Go through the records below and write each one out again unchanged.
Data to examine below:
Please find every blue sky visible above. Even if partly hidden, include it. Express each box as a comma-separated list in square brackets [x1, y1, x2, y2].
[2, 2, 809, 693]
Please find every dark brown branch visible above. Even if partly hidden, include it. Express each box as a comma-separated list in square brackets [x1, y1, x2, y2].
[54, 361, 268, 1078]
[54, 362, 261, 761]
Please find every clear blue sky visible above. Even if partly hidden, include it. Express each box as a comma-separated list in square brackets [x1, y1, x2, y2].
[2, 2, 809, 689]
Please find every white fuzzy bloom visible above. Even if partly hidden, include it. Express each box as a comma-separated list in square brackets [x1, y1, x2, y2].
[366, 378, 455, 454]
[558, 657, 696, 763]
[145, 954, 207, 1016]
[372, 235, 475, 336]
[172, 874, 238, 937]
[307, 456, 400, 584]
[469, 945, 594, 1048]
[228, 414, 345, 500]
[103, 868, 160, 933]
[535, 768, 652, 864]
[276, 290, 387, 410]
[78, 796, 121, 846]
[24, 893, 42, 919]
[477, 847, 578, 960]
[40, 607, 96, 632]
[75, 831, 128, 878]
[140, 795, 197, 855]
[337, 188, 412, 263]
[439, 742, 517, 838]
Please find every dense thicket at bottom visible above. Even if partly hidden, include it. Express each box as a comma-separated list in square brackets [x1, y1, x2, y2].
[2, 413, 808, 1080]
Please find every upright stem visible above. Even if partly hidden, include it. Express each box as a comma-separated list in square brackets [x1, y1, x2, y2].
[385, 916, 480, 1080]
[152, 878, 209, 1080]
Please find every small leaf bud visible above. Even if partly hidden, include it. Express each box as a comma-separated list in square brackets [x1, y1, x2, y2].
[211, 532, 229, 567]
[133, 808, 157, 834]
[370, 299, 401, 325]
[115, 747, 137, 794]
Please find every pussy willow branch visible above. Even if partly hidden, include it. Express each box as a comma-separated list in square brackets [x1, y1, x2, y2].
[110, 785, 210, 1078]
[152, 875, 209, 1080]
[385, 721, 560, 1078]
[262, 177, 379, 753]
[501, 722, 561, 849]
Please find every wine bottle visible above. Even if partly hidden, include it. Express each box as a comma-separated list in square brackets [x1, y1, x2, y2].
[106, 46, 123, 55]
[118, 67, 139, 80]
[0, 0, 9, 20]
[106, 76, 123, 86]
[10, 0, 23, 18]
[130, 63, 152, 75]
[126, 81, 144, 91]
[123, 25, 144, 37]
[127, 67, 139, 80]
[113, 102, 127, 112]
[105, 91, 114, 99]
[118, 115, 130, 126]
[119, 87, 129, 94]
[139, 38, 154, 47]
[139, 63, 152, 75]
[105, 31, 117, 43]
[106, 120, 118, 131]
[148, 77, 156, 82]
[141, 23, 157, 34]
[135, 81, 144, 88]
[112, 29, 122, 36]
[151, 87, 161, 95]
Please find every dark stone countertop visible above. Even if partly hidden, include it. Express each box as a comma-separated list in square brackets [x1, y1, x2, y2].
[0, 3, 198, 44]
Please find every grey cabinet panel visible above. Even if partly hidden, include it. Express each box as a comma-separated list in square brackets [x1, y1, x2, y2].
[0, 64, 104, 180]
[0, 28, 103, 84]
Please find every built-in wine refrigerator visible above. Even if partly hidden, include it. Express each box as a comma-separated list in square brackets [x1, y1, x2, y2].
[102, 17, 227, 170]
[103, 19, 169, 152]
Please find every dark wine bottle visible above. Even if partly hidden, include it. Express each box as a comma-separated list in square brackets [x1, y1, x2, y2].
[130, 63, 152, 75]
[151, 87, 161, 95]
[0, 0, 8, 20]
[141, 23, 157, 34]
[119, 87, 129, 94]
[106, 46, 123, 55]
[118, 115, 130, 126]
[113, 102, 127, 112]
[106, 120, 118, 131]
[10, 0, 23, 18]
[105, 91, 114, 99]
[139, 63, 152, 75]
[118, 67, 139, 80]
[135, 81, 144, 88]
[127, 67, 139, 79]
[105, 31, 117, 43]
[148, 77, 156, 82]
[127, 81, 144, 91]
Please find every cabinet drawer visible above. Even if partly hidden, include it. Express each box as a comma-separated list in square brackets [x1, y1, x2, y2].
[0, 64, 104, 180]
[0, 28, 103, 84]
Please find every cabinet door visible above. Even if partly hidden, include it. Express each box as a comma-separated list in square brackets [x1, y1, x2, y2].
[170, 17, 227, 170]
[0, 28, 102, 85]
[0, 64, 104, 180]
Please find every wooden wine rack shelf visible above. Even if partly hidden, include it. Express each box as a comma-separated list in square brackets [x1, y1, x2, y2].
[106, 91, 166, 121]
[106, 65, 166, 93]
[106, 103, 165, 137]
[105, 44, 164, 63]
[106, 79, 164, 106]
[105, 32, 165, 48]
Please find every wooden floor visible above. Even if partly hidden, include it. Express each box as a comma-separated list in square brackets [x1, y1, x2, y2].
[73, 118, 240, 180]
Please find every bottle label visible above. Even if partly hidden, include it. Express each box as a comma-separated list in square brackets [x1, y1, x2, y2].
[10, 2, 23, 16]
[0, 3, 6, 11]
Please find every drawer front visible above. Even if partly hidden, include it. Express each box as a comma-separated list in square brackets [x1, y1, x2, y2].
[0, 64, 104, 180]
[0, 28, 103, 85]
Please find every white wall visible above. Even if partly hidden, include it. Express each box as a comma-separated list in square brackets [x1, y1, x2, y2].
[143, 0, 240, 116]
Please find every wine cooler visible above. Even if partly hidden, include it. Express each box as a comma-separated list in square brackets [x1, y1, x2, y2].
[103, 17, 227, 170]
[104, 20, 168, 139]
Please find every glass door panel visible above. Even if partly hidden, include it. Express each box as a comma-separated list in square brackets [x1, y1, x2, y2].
End of Data to examine.
-- Reply to the task --
Please find every blue sky visible above. Even if partly hidden, include it. Express each box as a comma-separated list in square brackets [x1, y1, x2, y2].
[2, 2, 809, 693]
Please find every dark brown branch visible above. Even if partly hidden, include it. Express each box as a comma-separated list in square brackets [x1, y1, x2, y2].
[54, 361, 268, 1078]
[54, 362, 261, 761]
Please find every clear blue sky visible above. Even if partly hidden, include it. Express each box as a comma-separated list in square brackets [x1, y1, x2, y2].
[2, 2, 809, 689]
Please find every white fuzzy bloom visible above. Even if partly hidden, include it. Express each box as a comma-separated list in square brackets [x1, y1, x2, y2].
[366, 378, 455, 454]
[558, 657, 696, 763]
[145, 954, 207, 1016]
[372, 235, 475, 336]
[172, 874, 238, 937]
[307, 456, 400, 584]
[469, 945, 594, 1048]
[228, 414, 345, 500]
[103, 868, 160, 933]
[535, 768, 652, 864]
[276, 290, 387, 410]
[78, 796, 121, 846]
[24, 893, 42, 919]
[477, 847, 578, 960]
[40, 607, 96, 632]
[75, 831, 128, 878]
[140, 795, 197, 855]
[337, 188, 412, 263]
[439, 742, 517, 838]
Please find every dense thicket at bottom visible above. Even if partly hidden, include it. Express each box as a comma-separated list in square brackets [x1, y1, x2, y2].
[2, 413, 808, 1080]
Please find every upright stem visible above. Even if partly hidden, include it. Express each box as a comma-separated list in square brackets [x1, y1, x2, y2].
[385, 916, 480, 1080]
[152, 878, 209, 1080]
Please find every small leaf bud visible above. Even if partly hidden, include it. Express each box as a comma-separated list in square brackets [x1, y1, x2, y2].
[211, 532, 229, 567]
[133, 808, 157, 834]
[370, 299, 401, 325]
[115, 747, 137, 794]
Please find every pussy willow branch visible above. Even if partly hidden, include it. Express each box as a comma-separated list in square brackets [x1, y1, x2, y2].
[110, 785, 210, 1078]
[152, 875, 209, 1080]
[385, 721, 560, 1078]
[262, 177, 379, 753]
[501, 722, 561, 849]
Please find every wine bottle visible above. Even if partly hidden, include it. Express each box as a comma-separated list in square brackets [x1, y1, x2, y2].
[106, 46, 123, 55]
[118, 67, 139, 80]
[0, 0, 9, 20]
[106, 76, 123, 86]
[10, 0, 23, 18]
[130, 63, 152, 75]
[126, 81, 144, 91]
[123, 25, 144, 37]
[127, 67, 139, 80]
[113, 102, 127, 112]
[105, 91, 114, 99]
[118, 115, 130, 126]
[119, 87, 129, 94]
[139, 38, 154, 47]
[139, 63, 152, 75]
[105, 31, 117, 43]
[106, 120, 118, 131]
[148, 77, 156, 82]
[141, 23, 157, 34]
[135, 81, 144, 88]
[112, 29, 122, 36]
[151, 87, 161, 95]
Please find every dark stone countertop visible above. Even if partly hidden, include it. Express each box as a comma-separated list in square brackets [x1, y1, x2, y2].
[0, 3, 198, 44]
Please find every grey cabinet panel visible above. Even if partly hidden, include it. Express each box as a comma-separated list in square brackets [x1, y1, x2, y2].
[0, 64, 104, 180]
[0, 28, 103, 84]
Please find every built-in wine refrigerator visible above. Even if partly hidden, include it. Express each box as a comma-separated list in square brackets [x1, y1, x2, y2].
[102, 17, 227, 170]
[103, 19, 169, 152]
Please find every dark wine bottle visible above. Even if partly hidden, include it. Express each box as a comma-separated list in square brackets [x1, y1, x2, y2].
[130, 63, 152, 75]
[151, 87, 161, 95]
[0, 0, 8, 20]
[141, 23, 157, 34]
[119, 87, 129, 94]
[106, 46, 123, 55]
[118, 115, 130, 126]
[113, 102, 127, 112]
[106, 120, 118, 131]
[10, 0, 23, 18]
[105, 91, 114, 99]
[139, 63, 152, 75]
[118, 67, 139, 80]
[135, 81, 144, 88]
[127, 67, 139, 79]
[105, 31, 117, 43]
[148, 77, 156, 82]
[127, 81, 144, 91]
Please find every cabinet drawer visible above. Even if partly hidden, include it. Express each box as a comma-separated list in square brackets [x1, y1, x2, y2].
[0, 64, 104, 180]
[0, 28, 103, 84]
Please find every cabinet door visible above. Even if partly hidden, include it. Express each box as a comma-separated list in square brackets [x1, y1, x2, y2].
[170, 17, 227, 170]
[0, 28, 102, 85]
[0, 64, 104, 180]
Please find every wooden wine rack shelf visible above. Even if partly hidden, include it. Express each box as a comma-separated list in square brackets [x1, y1, x2, y2].
[106, 91, 166, 121]
[106, 65, 166, 93]
[106, 103, 165, 137]
[105, 44, 164, 63]
[106, 79, 164, 106]
[105, 32, 165, 48]
Please find every wooden floor visible above. Even if partly hidden, include it. Express each box as a comma-separated list in square brackets [x1, y1, x2, y2].
[73, 118, 240, 180]
Please find every bottle label visible above. Even if partly hidden, include it. Express each box as a comma-separated list in square brackets [x1, y1, x2, y2].
[10, 2, 23, 16]
[0, 3, 6, 11]
Please find every drawer front visible above. Even if partly hidden, include it. Express each box as a comma-separated list in square brackets [x1, y1, x2, y2].
[0, 64, 104, 180]
[0, 28, 103, 85]
Please find every white wall visible above. Even if partly hidden, include it. Express each box as a comma-separated list in square brackets [x1, y1, x2, y2].
[143, 0, 240, 116]
Please find every wine cooler visible above. Even if partly hidden, include it. Express each box as a comma-separated list in square brackets [x1, y1, x2, y2].
[103, 17, 227, 170]
[104, 20, 168, 139]
Please find every glass door panel visible above. Even if partly hidden, include it. Express each box as a comma-separated list in square brackets [x1, y1, x2, y2].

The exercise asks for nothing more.